TASK BRIEF ▸ Copy every line of the material below word for word, but leave out the pictures.

Bounding box annotation entries ▸
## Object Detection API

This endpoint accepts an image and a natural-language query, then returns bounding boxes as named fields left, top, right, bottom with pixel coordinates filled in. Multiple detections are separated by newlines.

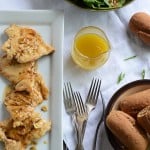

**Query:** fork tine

left=74, top=92, right=80, bottom=113
left=87, top=78, right=94, bottom=101
left=91, top=79, right=98, bottom=100
left=93, top=79, right=101, bottom=103
left=77, top=92, right=84, bottom=114
left=95, top=79, right=101, bottom=100
left=78, top=92, right=86, bottom=113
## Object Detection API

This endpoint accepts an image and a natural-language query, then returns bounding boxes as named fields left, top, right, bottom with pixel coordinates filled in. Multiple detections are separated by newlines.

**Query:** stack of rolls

left=106, top=89, right=150, bottom=150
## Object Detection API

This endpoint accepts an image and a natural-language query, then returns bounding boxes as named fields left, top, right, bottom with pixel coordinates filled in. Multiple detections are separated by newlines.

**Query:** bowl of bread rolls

left=105, top=79, right=150, bottom=150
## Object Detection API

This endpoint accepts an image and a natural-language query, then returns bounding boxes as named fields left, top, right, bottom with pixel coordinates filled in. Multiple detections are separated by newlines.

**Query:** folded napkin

left=63, top=0, right=150, bottom=150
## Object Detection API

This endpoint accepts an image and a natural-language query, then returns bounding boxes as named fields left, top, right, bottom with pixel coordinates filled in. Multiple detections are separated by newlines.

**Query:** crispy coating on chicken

left=0, top=116, right=51, bottom=150
left=2, top=25, right=54, bottom=63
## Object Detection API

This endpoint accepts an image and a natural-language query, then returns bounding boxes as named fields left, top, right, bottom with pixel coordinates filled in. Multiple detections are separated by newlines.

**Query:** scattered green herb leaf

left=141, top=69, right=145, bottom=79
left=117, top=72, right=125, bottom=84
left=124, top=55, right=137, bottom=61
left=80, top=0, right=126, bottom=9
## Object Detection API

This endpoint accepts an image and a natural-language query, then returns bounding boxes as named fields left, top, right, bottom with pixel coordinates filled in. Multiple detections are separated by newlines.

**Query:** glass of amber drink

left=71, top=26, right=110, bottom=70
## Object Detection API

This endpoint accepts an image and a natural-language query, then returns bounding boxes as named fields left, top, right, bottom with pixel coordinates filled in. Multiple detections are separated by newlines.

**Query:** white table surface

left=0, top=0, right=150, bottom=150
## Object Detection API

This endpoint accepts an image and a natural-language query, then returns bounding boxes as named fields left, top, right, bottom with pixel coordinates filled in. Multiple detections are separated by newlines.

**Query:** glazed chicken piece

left=0, top=55, right=48, bottom=96
left=0, top=120, right=25, bottom=150
left=0, top=116, right=51, bottom=150
left=0, top=55, right=37, bottom=91
left=2, top=25, right=54, bottom=63
left=4, top=88, right=44, bottom=108
left=4, top=139, right=25, bottom=150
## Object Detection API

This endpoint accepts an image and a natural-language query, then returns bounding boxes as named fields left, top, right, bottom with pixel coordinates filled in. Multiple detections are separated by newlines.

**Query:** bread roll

left=119, top=89, right=150, bottom=117
left=137, top=106, right=150, bottom=133
left=129, top=12, right=150, bottom=45
left=106, top=110, right=148, bottom=150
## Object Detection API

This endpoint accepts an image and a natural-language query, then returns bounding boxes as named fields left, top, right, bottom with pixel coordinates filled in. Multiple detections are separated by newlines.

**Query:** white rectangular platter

left=0, top=10, right=64, bottom=150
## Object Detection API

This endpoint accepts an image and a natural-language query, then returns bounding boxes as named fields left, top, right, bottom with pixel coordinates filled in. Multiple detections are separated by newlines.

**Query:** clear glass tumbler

left=71, top=26, right=110, bottom=70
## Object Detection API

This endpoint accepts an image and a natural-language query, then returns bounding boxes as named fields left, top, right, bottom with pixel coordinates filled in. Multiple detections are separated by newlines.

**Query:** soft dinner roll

left=129, top=12, right=150, bottom=45
left=106, top=110, right=148, bottom=150
left=119, top=89, right=150, bottom=117
left=137, top=106, right=150, bottom=133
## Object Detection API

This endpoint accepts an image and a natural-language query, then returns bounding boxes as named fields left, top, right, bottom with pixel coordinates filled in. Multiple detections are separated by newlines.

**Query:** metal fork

RESPONSE ▸
## Object Detection API

This endpoint accepts an image and a natural-language query, then returns bounding boxes as named fields left, top, right, bottom with pixel coordinates filled in. Multiple detections are separated by newlines.


**Query:** fork tine

left=74, top=92, right=80, bottom=113
left=87, top=78, right=94, bottom=101
left=91, top=79, right=98, bottom=100
left=93, top=79, right=101, bottom=103
left=77, top=92, right=84, bottom=114
left=95, top=79, right=101, bottom=100
left=78, top=92, right=86, bottom=113
## Object Detection API

This endpoint accepts an image and a natural-language query, then returns bounding boxes as named fields left, top, right, bottom with pixel coordinates filled in. Multiple detections are separated by newlines.

**Query:** stack of rolls

left=106, top=89, right=150, bottom=150
## Object Detection API

This endpoint accepts an image and a natural-language query, then returns bounding boxes as named fields left, top, right, bottom with pixel coordinates filled in. Multiple detections are separated by newlines.

**Query:** bowl of bread rolls

left=105, top=79, right=150, bottom=150
## Object Detection API

This endpoint accepts an image and a natural-language query, then returns bounding boxes as named fields left, top, right, bottom with pixel coordinates filled in. Multiple detections are separated by newlines.

**Query:** folded napkin

left=63, top=0, right=150, bottom=150
## Object Detection API

This endpoint accepts an image and a natural-language query, then returns bounding boxes as named fields left, top, right, bottom with pixel coordinates filled in. Multiple detections are separated by newlines.

**Query:** crispy coating on chicken

left=0, top=116, right=51, bottom=150
left=2, top=25, right=54, bottom=63
## Object Detection API

This endpoint accepts an image and a natural-language query, then returns bounding boxes as named fields left, top, right, bottom with pixel coordinates filled in. Multiple detections are separated by newlines.

**Query:** scattered green herb leaf

left=141, top=69, right=145, bottom=79
left=117, top=72, right=125, bottom=84
left=124, top=55, right=137, bottom=61
left=80, top=0, right=126, bottom=9
## Object Detection API

This endpoint accepts an image and a natural-language query, then returns bounding boxes as named fields left, top, right, bottom with pixel coordinates filled in. Multiple detections are separated by newlines.

**Query:** glass of amber drink

left=71, top=26, right=110, bottom=70
## Object Detection API

This endpoint accepts an image and a natural-language query, then returns bounding boxes as named fields left, top, right, bottom with pixel coordinates filled in. Multiple detections are separated by newlines.

**Query:** white table surface

left=0, top=0, right=150, bottom=150
## Object Detection API

This endpoint accepts an image and a natural-language query, then returns bounding boxes as named fields left, top, right, bottom with pixel coordinates filled in. Multiple detections are separated by newlines.

**Query:** glazed chicken piece

left=0, top=55, right=48, bottom=96
left=0, top=120, right=25, bottom=150
left=0, top=116, right=51, bottom=150
left=0, top=55, right=37, bottom=91
left=2, top=25, right=54, bottom=63
left=4, top=88, right=44, bottom=108
left=4, top=139, right=25, bottom=150
## Object Detection API

This endpoint accepts an image and a natural-language query, then returns bounding boxes as named fields left, top, right, bottom with pixel coordinates filled in. Multiple detections are separated by newlines.

**Query:** bread roll

left=119, top=89, right=150, bottom=117
left=137, top=106, right=150, bottom=133
left=129, top=12, right=150, bottom=45
left=106, top=110, right=148, bottom=150
## Object Detection API

This endpoint accepts an image and a natural-language query, then returns bounding boxes as named fields left, top, right, bottom with pixel coordinates filled in. Multiple detections are separated by newlines.

**Query:** white rectangular platter

left=0, top=10, right=64, bottom=150
## Object Detection API

This endpoint accepts an image and a natural-language query, then returns bounding boxes as named fields left, top, right, bottom with pixel coordinates filled in. Multiple detections are separated by newlines.

**Query:** clear glass tumbler

left=71, top=26, right=110, bottom=70
## Object Detection API

This endpoint accepts an image and a natural-language query, then returns bounding boxes as named fields left, top, right, bottom with pixel coordinates filled in. Multiple detections are separated by newlines.

**Query:** soft dinner roll

left=129, top=12, right=150, bottom=45
left=106, top=110, right=148, bottom=150
left=119, top=89, right=150, bottom=117
left=137, top=106, right=150, bottom=133
## Object Detection API

This endpoint accepts an image and a natural-language query, then returns bounding boxes as named fields left, top, right, bottom with pixel coordinates filled in. Multiple detections are separated by newlines.

**Query:** metal fork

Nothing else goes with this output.